* start *
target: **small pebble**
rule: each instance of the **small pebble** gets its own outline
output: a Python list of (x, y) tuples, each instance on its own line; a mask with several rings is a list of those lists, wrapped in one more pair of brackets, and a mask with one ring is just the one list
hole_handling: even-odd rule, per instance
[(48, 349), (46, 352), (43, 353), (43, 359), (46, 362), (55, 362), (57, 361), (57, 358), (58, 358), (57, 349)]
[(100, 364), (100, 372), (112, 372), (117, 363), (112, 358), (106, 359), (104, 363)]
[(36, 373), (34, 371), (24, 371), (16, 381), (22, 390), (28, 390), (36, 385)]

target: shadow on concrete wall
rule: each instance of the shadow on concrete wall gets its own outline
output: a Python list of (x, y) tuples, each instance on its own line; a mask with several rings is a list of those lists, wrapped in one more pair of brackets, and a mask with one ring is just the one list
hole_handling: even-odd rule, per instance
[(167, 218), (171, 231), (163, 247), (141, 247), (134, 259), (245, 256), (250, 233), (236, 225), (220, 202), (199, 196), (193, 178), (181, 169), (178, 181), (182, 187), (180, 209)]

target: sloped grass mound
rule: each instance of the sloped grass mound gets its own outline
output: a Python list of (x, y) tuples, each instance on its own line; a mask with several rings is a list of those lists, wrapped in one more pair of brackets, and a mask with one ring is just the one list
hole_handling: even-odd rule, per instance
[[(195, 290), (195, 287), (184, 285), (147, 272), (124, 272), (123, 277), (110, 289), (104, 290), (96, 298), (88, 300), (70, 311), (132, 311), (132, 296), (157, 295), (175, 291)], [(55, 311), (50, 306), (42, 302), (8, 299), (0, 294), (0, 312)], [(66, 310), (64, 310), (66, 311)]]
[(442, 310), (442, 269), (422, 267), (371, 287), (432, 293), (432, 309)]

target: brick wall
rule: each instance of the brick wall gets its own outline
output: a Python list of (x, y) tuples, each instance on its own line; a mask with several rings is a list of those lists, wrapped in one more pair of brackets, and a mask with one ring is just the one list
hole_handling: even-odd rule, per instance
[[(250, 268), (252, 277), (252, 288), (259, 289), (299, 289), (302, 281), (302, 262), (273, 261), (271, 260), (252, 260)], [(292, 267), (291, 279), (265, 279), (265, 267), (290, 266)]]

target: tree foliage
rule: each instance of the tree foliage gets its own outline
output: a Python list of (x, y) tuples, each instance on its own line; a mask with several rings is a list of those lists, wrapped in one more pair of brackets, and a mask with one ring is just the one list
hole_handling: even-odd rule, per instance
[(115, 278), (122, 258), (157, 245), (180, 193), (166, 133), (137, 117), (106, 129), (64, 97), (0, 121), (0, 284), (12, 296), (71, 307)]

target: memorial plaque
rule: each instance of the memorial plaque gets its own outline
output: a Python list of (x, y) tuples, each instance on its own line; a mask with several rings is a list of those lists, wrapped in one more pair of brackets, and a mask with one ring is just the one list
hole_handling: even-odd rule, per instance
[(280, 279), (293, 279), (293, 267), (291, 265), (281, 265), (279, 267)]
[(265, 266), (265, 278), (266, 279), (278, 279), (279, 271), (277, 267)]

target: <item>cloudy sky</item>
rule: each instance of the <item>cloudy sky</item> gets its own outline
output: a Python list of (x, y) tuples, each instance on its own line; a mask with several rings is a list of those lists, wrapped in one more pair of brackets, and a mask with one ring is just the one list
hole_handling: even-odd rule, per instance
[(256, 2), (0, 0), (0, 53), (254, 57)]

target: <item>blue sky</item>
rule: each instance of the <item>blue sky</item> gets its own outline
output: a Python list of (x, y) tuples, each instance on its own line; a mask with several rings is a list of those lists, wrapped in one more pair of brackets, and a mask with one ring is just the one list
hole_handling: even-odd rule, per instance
* end *
● **JOB**
Please lay out every line of the items above as a Markdown table with the columns Row and Line, numbering each row and leaving out blank lines.

● **TASK ANSWER**
| Row | Line |
|---|---|
| 1 | target: **small pebble** |
| 2 | rule: each instance of the **small pebble** gets its own outline |
| 3 | output: a Python list of (x, y) tuples, each instance on its own line; a mask with several rings is a list of those lists, wrapped in one more pair of brackets, and a mask with one ring is just the one list |
| 4 | hole_handling: even-odd rule, per instance |
| 5 | [(48, 349), (46, 352), (43, 353), (43, 359), (46, 362), (55, 362), (57, 361), (57, 358), (58, 358), (57, 349)] |
| 6 | [(100, 364), (100, 372), (112, 372), (117, 363), (112, 358), (106, 359), (104, 363)] |
| 7 | [(36, 373), (34, 371), (24, 371), (16, 381), (22, 390), (28, 390), (36, 385)] |
| 8 | target: shadow on concrete wall |
| 9 | rule: each instance of the shadow on concrete wall gets its own outline |
| 10 | output: a Python list of (x, y) tuples, each instance on its own line; a mask with several rings is a list of those lists, wrapped in one more pair of brackets, and a mask with one ring is just the one list |
| 11 | hole_handling: even-odd rule, per instance |
| 12 | [(167, 218), (171, 231), (163, 247), (141, 247), (134, 259), (245, 256), (250, 233), (236, 225), (220, 202), (199, 196), (193, 178), (181, 169), (178, 181), (182, 187), (180, 209)] |
| 13 | target: sloped grass mound |
| 14 | rule: each instance of the sloped grass mound gets its own outline |
| 15 | output: a Python list of (x, y) tuples, each instance on its own line; a mask with several rings is a list of those lists, wrapped in one more pair of brackets, and a mask with one ring is just the one list |
| 16 | hole_handling: even-odd rule, per instance |
| 17 | [[(195, 290), (195, 287), (184, 285), (147, 272), (124, 272), (123, 277), (110, 289), (104, 290), (96, 298), (88, 300), (70, 311), (132, 311), (132, 296), (157, 295), (175, 291)], [(55, 311), (50, 306), (42, 302), (8, 299), (0, 294), (0, 312)], [(66, 310), (64, 310), (66, 311)]] |
| 18 | [(442, 310), (442, 269), (422, 267), (371, 287), (432, 293), (432, 309)] |
| 19 | target: brick wall |
| 20 | rule: each instance of the brick wall gets its own outline |
| 21 | output: a Python list of (x, y) tuples, each instance on its own line; a mask with several rings is a list of those lists, wrapped in one more pair of brackets, and a mask with one ring is just the one list |
| 22 | hole_handling: even-odd rule, per instance |
| 23 | [[(250, 268), (252, 277), (252, 288), (259, 289), (299, 289), (302, 281), (302, 262), (273, 261), (271, 260), (252, 260)], [(292, 267), (291, 279), (265, 279), (265, 267), (290, 266)]] |
| 24 | target: tree foliage |
| 25 | rule: each instance of the tree foliage gets its own outline |
| 26 | output: a Python list of (x, y) tuples, each instance on its own line; a mask with several rings is a list of those lists, wrapped in one more pair of brackets, and a mask with one ring is just the one list |
| 27 | hole_handling: even-odd rule, per instance |
| 28 | [(115, 278), (122, 258), (157, 245), (180, 193), (166, 133), (137, 117), (106, 129), (64, 97), (0, 121), (0, 284), (12, 296), (71, 307)] |
| 29 | target: memorial plaque |
| 30 | rule: each instance of the memorial plaque gets its own outline |
| 31 | output: a Python list of (x, y) tuples, each instance on its own line; a mask with several rings is a list of those lists, wrapped in one more pair of brackets, and a mask with one ring is just the one list |
| 32 | hole_handling: even-odd rule, per instance |
| 33 | [(280, 279), (293, 279), (293, 267), (291, 265), (281, 265), (279, 267)] |
| 34 | [(265, 266), (265, 278), (266, 279), (278, 279), (279, 271), (277, 267)] |
| 35 | target: <item>cloudy sky</item> |
| 36 | rule: each instance of the <item>cloudy sky</item> gets its own outline |
| 37 | output: a Python list of (x, y) tuples, each instance on its own line; a mask with several rings is a list of those lists, wrapped in one more pair of brackets, and a mask with one ring is just the one list |
| 38 | hole_handling: even-odd rule, per instance |
| 39 | [(256, 2), (0, 0), (0, 53), (254, 57)] |
| 40 | target: <item>blue sky</item> |
| 41 | rule: each instance of the <item>blue sky</item> gets its own outline |
| 42 | output: a Python list of (x, y) tuples, each instance on its own line; a mask with several rings is a list of those lists, wrapped in one more pair of brackets, and a mask with one ring is just the one list |
| 43 | hole_handling: even-odd rule, per instance |